• [Given instruction]
Write the data out again, character for character, with no images.

• [Pointing dataset records]
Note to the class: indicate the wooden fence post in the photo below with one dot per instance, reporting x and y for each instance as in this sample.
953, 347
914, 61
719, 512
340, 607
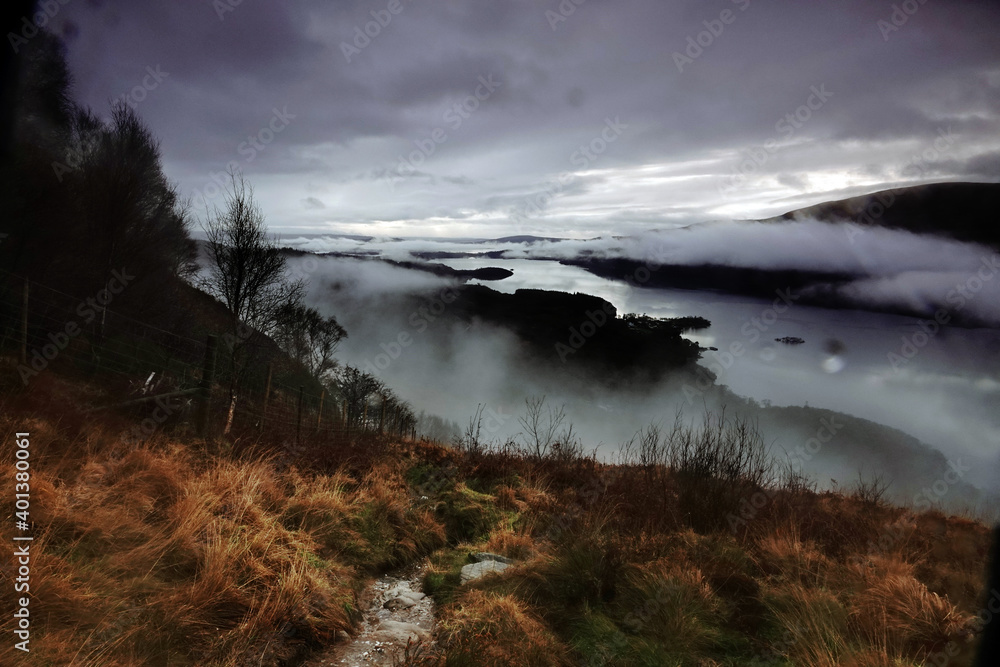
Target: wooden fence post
207, 379
319, 413
298, 421
267, 395
24, 325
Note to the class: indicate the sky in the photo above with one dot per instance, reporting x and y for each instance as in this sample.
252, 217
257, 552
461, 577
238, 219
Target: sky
575, 119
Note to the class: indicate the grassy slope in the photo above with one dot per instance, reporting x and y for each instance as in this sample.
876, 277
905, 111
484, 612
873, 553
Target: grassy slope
160, 553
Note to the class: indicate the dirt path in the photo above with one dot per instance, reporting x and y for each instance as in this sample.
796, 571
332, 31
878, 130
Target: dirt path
395, 611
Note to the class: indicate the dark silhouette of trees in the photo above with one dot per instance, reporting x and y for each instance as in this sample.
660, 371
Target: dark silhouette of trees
309, 338
247, 274
84, 196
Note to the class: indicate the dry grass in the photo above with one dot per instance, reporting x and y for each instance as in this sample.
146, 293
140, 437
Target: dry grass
489, 630
158, 554
161, 554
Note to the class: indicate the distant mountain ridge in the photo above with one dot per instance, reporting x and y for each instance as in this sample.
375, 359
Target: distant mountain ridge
962, 211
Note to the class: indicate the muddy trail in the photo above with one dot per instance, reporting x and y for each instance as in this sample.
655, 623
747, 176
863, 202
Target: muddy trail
395, 612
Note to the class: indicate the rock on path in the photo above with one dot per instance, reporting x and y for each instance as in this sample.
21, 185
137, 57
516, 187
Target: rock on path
395, 611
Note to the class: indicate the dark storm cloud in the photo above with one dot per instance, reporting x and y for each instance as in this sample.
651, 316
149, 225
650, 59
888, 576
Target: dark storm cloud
360, 103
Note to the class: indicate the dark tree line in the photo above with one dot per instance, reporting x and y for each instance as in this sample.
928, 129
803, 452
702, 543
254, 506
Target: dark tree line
83, 195
370, 406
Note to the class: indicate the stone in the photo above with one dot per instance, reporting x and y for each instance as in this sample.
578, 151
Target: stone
483, 556
474, 571
394, 632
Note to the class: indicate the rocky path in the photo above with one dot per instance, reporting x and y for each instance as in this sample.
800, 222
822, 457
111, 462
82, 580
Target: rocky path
395, 612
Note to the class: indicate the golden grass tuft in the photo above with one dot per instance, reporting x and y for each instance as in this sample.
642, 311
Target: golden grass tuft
488, 630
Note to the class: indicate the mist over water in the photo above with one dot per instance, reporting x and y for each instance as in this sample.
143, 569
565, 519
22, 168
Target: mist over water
945, 393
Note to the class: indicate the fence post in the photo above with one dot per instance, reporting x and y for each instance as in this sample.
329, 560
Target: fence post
319, 414
298, 421
24, 325
207, 379
267, 395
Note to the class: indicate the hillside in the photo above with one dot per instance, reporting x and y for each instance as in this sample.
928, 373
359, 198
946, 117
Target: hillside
962, 211
171, 551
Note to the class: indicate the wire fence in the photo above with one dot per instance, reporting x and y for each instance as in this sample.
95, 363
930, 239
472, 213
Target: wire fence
211, 385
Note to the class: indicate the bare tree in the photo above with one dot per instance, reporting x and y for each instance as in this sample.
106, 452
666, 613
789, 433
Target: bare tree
247, 273
309, 338
541, 431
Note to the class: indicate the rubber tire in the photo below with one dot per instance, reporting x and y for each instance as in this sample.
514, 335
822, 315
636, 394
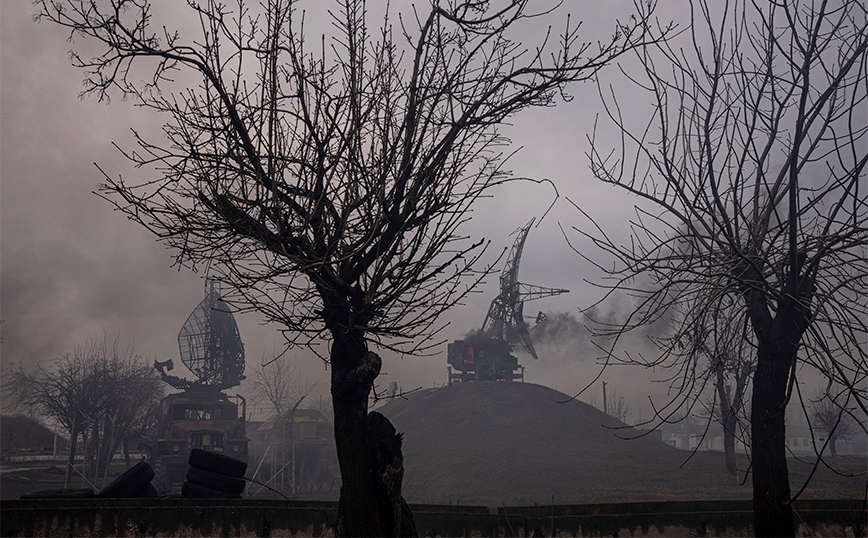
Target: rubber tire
210, 479
129, 483
194, 491
218, 463
64, 493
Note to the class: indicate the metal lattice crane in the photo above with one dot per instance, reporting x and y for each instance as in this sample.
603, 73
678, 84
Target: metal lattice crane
505, 318
486, 355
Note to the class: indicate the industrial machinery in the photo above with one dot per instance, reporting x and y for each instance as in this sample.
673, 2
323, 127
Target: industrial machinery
486, 355
202, 416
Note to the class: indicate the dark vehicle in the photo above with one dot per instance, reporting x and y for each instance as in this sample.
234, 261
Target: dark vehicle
202, 416
202, 419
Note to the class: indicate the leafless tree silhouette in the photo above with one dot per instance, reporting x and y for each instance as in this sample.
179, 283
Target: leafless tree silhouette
749, 175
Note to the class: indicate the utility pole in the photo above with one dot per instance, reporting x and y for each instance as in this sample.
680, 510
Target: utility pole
605, 401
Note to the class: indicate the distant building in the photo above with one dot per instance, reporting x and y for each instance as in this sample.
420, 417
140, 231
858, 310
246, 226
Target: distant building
294, 454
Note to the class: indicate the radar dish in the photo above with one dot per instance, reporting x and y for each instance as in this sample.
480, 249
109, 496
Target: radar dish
210, 344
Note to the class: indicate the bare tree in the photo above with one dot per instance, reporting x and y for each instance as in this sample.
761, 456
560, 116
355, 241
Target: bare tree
831, 419
99, 392
326, 182
749, 178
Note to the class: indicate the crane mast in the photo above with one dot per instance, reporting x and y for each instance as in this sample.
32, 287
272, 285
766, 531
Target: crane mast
486, 355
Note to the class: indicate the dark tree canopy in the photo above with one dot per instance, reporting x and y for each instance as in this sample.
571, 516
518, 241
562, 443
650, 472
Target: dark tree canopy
326, 180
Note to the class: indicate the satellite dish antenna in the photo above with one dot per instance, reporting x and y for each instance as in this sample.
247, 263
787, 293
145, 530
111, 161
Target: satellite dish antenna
210, 344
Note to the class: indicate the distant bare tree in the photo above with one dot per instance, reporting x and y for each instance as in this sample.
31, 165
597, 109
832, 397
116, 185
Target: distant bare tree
276, 383
749, 176
326, 182
832, 419
99, 392
725, 338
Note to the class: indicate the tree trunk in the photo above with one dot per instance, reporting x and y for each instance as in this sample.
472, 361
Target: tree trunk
729, 425
773, 515
73, 441
353, 371
727, 420
833, 437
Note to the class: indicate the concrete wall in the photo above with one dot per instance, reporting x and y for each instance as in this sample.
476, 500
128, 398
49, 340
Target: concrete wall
212, 517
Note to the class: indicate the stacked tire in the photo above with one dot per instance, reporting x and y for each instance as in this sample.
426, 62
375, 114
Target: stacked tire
135, 482
214, 476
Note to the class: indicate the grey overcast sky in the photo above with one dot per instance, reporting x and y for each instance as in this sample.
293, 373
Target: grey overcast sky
72, 269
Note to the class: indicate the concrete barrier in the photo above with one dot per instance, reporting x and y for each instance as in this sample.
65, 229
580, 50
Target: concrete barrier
179, 517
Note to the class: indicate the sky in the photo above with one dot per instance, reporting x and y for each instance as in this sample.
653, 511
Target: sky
71, 269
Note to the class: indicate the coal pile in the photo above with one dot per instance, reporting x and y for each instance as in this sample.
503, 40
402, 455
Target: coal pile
496, 443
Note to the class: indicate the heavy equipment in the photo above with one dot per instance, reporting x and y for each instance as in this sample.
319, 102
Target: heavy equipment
202, 415
486, 354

• [Exercise answer]
Note to the class: indicate the wooden fence post in the photo below with one dot per instance, reporting x and y for each instance as in this sample.
953, 347
914, 61
719, 512
340, 607
Target: wooden fence post
207, 379
319, 413
298, 421
267, 395
24, 325
Note to the class: indicate the sky in the photo above with one dot per instance, reporting x and y for each instance as in this sample.
252, 217
257, 552
461, 577
238, 219
Target: sky
575, 119
Note to the class: indicate the grassy slope in the photo above with one dot per instance, reporting x and y for each instance as in this sample.
876, 277
905, 111
484, 612
873, 553
Target: grassy slope
160, 553
Note to the class: indicate the dirt path in the photo above with one dot per instance, reporting x and y for each instance as in this sample.
796, 571
332, 31
878, 130
Target: dirt path
395, 611
Note to the class: indicate the dark silhouette of trees in the photo above with one dot per instance, reporting x and y for each instance as in this sample.
660, 371
Target: dark silhouette of trees
309, 338
247, 274
84, 196
Note to the class: indicate the dry grass in the photo above with one dot per instance, reporting x and y for each instance as in this sample.
146, 293
140, 437
Target: dry grass
489, 630
158, 554
161, 554
Note to the class: indicate the distant mountain ridge in the photo above with one dot per instance, reporting x and y for each instance as in this sample.
375, 359
Target: distant mountain ridge
962, 211
Note to the class: indicate the muddy trail in the photo above with one dot per instance, reporting x and y for each instance as in this sample.
655, 623
747, 176
863, 202
Target: muddy trail
395, 612
Note to the class: indicate the rock on path in the photo above with one dot per instance, reporting x and y for each instance as in this sample.
21, 185
137, 57
516, 187
Target: rock on path
395, 611
Note to the class: indicate the dark storm cloud in the photo above with one dot per instance, reporting x and y for each instance as in this sample.
651, 316
149, 225
650, 59
888, 576
Target: dark storm cloud
360, 103
Note to the class: indicate the dark tree line in the photo above with one dot per instance, reporting x and y for each instance as in this sample.
928, 129
803, 452
702, 543
254, 506
Target: dark tree line
83, 195
370, 406
Note to the class: indicate the stone in the photo above with one dot per instance, reporting x and y for each instance as in this sample.
578, 151
Target: stone
483, 556
474, 571
394, 632
Note to the class: indicate the rocky path in the photo above with one dot per instance, reporting x and y for each instance as in this sample.
800, 222
822, 457
111, 462
82, 580
Target: rocky path
395, 612
Note to the class: indicate the golden grass tuft in the photo above with one dot per instance, reporting x and y for each instance as in this sample.
642, 311
Target: golden grass tuft
488, 630
Note to the class: indicate the mist over water in the photo above with one dot per instance, reporting x and y for each instance as in this sample.
143, 569
565, 519
22, 168
Target: mist over water
945, 393
Note to the class: indicate the fence post in the photo above with one dot per instance, reporting x and y for each instance as in this sample.
329, 560
Target: fence post
319, 414
298, 421
24, 325
207, 379
267, 395
Note to the class: indicate the hillside in the photo above with one dot per instance, reporting x and y for each instance as in this sample.
928, 373
359, 198
946, 117
Target: hillside
962, 211
171, 551
Note to the class: indicate the wire fence in the photo above with one dot per instance, reporting x and y for each instance as in this sample.
95, 363
930, 239
472, 213
Target: wire fence
211, 385
Note to the class: indicate the bare tree in the photo above with one dot per instance, reporting x and y for each instance as in this sample.
106, 452
666, 613
789, 433
Target: bare tree
247, 273
309, 338
541, 431
Note to the class: indicate the rubber tire in the photo below with one dot per instance, reporting x and y for each instance as in this sample.
514, 335
822, 315
636, 394
Target: rubber tire
210, 479
129, 483
194, 491
218, 463
64, 493
Note to the class: indicate the metal lattice crane in the photo above with one dot per instance, reporting x and y for each instance as in this sample.
603, 73
678, 84
Target: metal lattice crane
505, 318
486, 355
Note to the class: indicate the industrial machinery in the photo above with one dot per instance, reporting x and y for each instance as in this sample.
673, 2
323, 127
Target: industrial machinery
486, 355
202, 416
Note to the class: indicate the dark vehicle in the photo above with one dot per instance, reporting x and y for each instance as in this sample.
234, 261
Target: dark vehicle
202, 416
202, 419
Note to the class: indicate the leafless tree silhouette in the photo above with one dot per instance, reporting x and y for each instance as in this sample.
179, 283
Target: leafless tree silhouette
749, 175
Note to the class: indicate the utility pole in the photo above with one dot per instance, reporting x and y for each instance as in this sample.
680, 510
Target: utility pole
605, 401
Note to the class: indicate the distant building in the photo above with one dot per instance, reporting x and y for each instance as in this sample.
420, 417
140, 231
858, 310
246, 226
Target: distant building
294, 454
Note to the class: indicate the radar dish in the photo above with one dot per instance, reporting x and y for each instance as in this sample.
480, 249
109, 496
Target: radar dish
210, 344
Note to the class: indicate the bare tree in the photo above with one dot per instance, reporting x and y for each instance as in this sample.
761, 456
560, 116
355, 241
Target: bare tree
831, 419
99, 392
326, 182
749, 178
Note to the class: indicate the crane mast in the photo above with one dot per instance, reporting x and y for each instance as in this sample.
32, 287
272, 285
766, 531
Target: crane mast
486, 355
Note to the class: indicate the dark tree canopy in the photo above with one dot per instance, reporting x and y for each instance as in this sample.
571, 516
518, 241
562, 443
650, 472
Target: dark tree canopy
326, 180
Note to the class: indicate the satellite dish antenna in the photo above with one dot per instance, reporting x and y for each instance as in this sample.
247, 263
787, 293
145, 530
111, 161
Target: satellite dish antenna
210, 344
Note to the class: indicate the distant bare tree in the photo above with one dot per instance, reporting x and y for each instance as in this sample.
31, 165
597, 109
832, 397
116, 185
Target: distant bare tree
276, 383
749, 176
326, 182
832, 419
99, 392
725, 338
Note to the class: indicate the tree trunk in the photo above with one dot per instance, reporting x and y for each instance as in this sample.
472, 361
Target: tree trunk
729, 425
773, 515
73, 441
353, 371
727, 420
833, 437
Note to the class: indicate the concrete wall in the photo above with one dot per instance, reporting x and y for each instance as in this sample.
476, 500
128, 398
49, 340
Target: concrete wall
212, 517
Note to the class: indicate the stacked tire in the photo above with one dot per instance, reporting x and y for each instance as in this sample.
426, 62
375, 114
Target: stacked tire
135, 482
214, 476
Note to the class: indicate the grey overcast sky in the photo above with one dot per instance, reporting x and y for each instance as in this sample.
293, 373
Target: grey overcast sky
72, 269
Note to the class: indicate the concrete barrier in the photo above with one dot per instance, reporting x and y for each instance as in this sample.
65, 229
580, 50
Target: concrete barrier
179, 517
Note to the class: indicate the sky in the photo above with one dot per instance, reporting x and y for each instance as in this sample.
653, 511
Target: sky
71, 269
Note to the class: indicate the coal pile in the photo above with one dot per instance, reporting x and y for each instance as in this sample.
503, 40
402, 455
Target: coal pile
496, 443
Note to the class: indicate the heavy equipment in the photo above with one dot per instance, reporting x and y for each instance as in this sample.
319, 102
Target: heavy equipment
202, 415
486, 354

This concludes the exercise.